- **EXCERPTED TEXT**:
I named this complex after Josef Fritzl of Amstetten, Austria, who enslaved and imprisoned his daughter, Elisabeth, and the children he fathered with her, in a windowless dungeon. He tortured his daughter and raped her every week for 24 years. He murdered one of the children he fathered with her.

However, Josef Fritzl was not the only parent to commit this crime on his own child. His case attracted more publicity because of the discovery of the windowless dungeon which he constructed under his house which insulated his activities from the public and enabled him to live in two worlds, a life in the secret world of the dungeon where his reign was supreme and a quasi-normal life, upstairs with his unsuspecting wife.

Oedipus Complex
Oedipus complex is a Freudian concept which he derived from Greek mythology. In Sophocles’ legend of King Oedipus of Thebes, Oedipus killed his natural father, King Laius, and later married his own natural mother (birth mother), Jocasta, without knowing their true identity. In the legend, Laius was warned in a prophecy by Apollo in the Delphic Oracle that he will have a son who will kill him and marry his mother (Laius’ wife). Soon after, his wife gave birth to a son.

Fearing that the prophecy would be fulfilled, Laius ordered his messengers to kill the baby. However, his messengers disobeyed him and saved the baby. They tied the baby up hands and feet up together, causing his feet to swell, and abandoned him in a desolate land where he was rescued and taken to the King of Corinth who brought him up as his own son and heir to his throne.

When he grew up, Oedipus also consulted the Oracle at Delphi to learn about his own affairs and he was warned that he will kill his father and marry his mother. Believing that the King and Queen of Corinth were his natural parents, Oedipus set out to get as far away from them as possible in order to avoid such horrible fate. On his way, he fought and killed King Laius, his natural father, without knowing the true identity of his opponent. He arrived finally at Thebes, the place of his birth where he saved the people from the Sphinx by solving the riddle of the Sphinx. He was then awarded the Theban Kingdom and its Queen, Jocasta, his own natural mother, as his price for saving the kingdom from the Sphinx. When the truth of what had happened was revealed to the people after the birth of four children to Oedipus and Jocasta and years of punishment to Theban Kingdom by pestilence, Jocasta committed suicide by hanging and Oedipus plucked his own eyes. He left Thebes in exile and became a wandering blind man, guided by his daughter, Antigone, to his final resting place at Colonius, near Athens.

Freud adapted Sophocles’ legend for his concept of Oedipus complex in psychoanalysis in terms of symbolic meaning and used it to refer to the development of certain neurotic disorders as a result of conflicts of love at an earlier age in circumstances where an infant male child struggles to resolve his feelings of love for his mother and a corresponding feeling of hatred for his father for possessing his mother. Under the concept, an infant female child is said to have a feeling of love for her father and a corresponding feeling of hatred for her mother for possessing her father.

The Oedipus of Sophocles’ legend does not have this particular conflict but he had a conflict of doom from which he could not extricate himself. He was doomed to commit patricide by killing his natural father and marrying his natural mother. Although the prophecy was fulfilled when he killed his father and married his mother, he did not know them as his natural parents because he believed that the King and Queen of Corinth who brought him up from babyhood were his natural parents.

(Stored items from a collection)

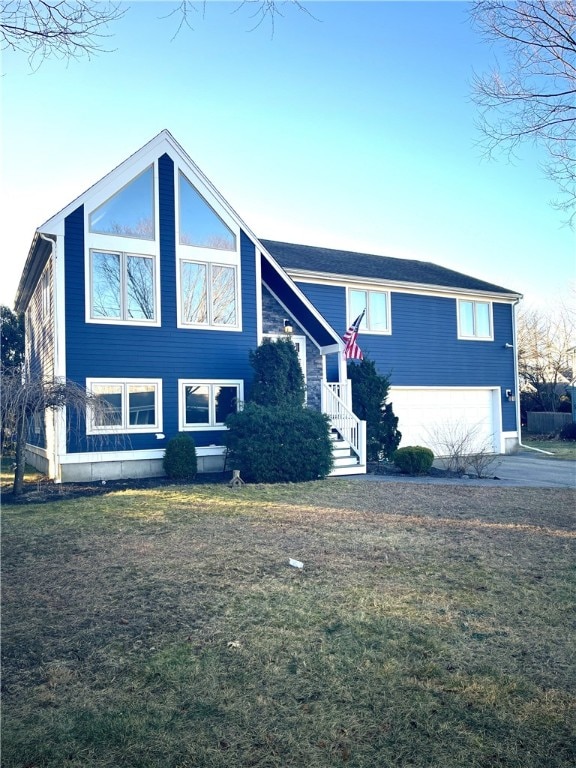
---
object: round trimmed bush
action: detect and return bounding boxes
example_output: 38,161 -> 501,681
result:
392,445 -> 434,475
163,432 -> 198,480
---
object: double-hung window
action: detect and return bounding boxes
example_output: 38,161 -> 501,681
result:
178,379 -> 243,430
458,299 -> 493,341
86,379 -> 162,434
348,288 -> 390,333
180,260 -> 238,326
177,171 -> 241,330
90,250 -> 156,322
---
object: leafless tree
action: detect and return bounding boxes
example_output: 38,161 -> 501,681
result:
0,0 -> 126,67
0,369 -> 125,496
0,0 -> 311,68
517,296 -> 576,411
471,0 -> 576,224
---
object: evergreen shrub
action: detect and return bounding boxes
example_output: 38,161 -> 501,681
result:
392,445 -> 434,475
163,432 -> 198,480
348,357 -> 402,461
226,402 -> 332,483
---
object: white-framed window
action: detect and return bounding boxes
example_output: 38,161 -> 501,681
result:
458,299 -> 494,341
86,378 -> 162,435
180,259 -> 239,328
89,248 -> 157,324
348,288 -> 391,333
178,379 -> 244,431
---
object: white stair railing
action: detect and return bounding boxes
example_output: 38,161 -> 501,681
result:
321,381 -> 366,466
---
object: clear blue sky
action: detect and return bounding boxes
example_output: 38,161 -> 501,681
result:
0,2 -> 576,306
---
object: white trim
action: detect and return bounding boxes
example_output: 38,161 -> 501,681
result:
456,298 -> 494,341
284,267 -> 521,304
178,378 -> 244,432
346,283 -> 392,336
86,376 -> 163,435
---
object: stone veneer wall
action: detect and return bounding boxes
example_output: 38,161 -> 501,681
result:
262,288 -> 322,411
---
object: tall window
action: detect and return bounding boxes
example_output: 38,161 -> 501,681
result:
458,299 -> 492,340
89,166 -> 155,240
86,379 -> 162,434
180,261 -> 238,326
90,250 -> 156,322
179,173 -> 236,251
348,288 -> 390,333
179,380 -> 242,430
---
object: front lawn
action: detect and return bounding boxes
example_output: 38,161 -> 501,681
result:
2,479 -> 576,768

- **TASK LIST**:
(a) Answer these questions using the text on Josef Fritzl and the Oedipus complex:
(i) For how many years did Josef Fritzl rape his daughter every week?
(ii) To whom was the rescued baby Oedipus taken?
(iii) Who guided the blind Oedipus to his final resting place?
(b) Repeat everything in the text on Josef Fritzl and the Oedipus complex from "However, Josef Fritzl" down to "his unsuspecting wife.".

- **RESULTS FOR THE EXERCISE**:
(a)
(i) 24 years
(ii) The King of Corinth
(iii) His daughter, Antigone

(b)
However, Josef Fritzl was not the only parent to commit this crime on his own child. His case attracted more publicity because of the discovery of the windowless dungeon which he constructed under his house which insulated his activities from the public and enabled him to live in two worlds, a life in the secret world of the dungeon where his reign was supreme and a quasi-normal life, upstairs with his unsuspecting wife.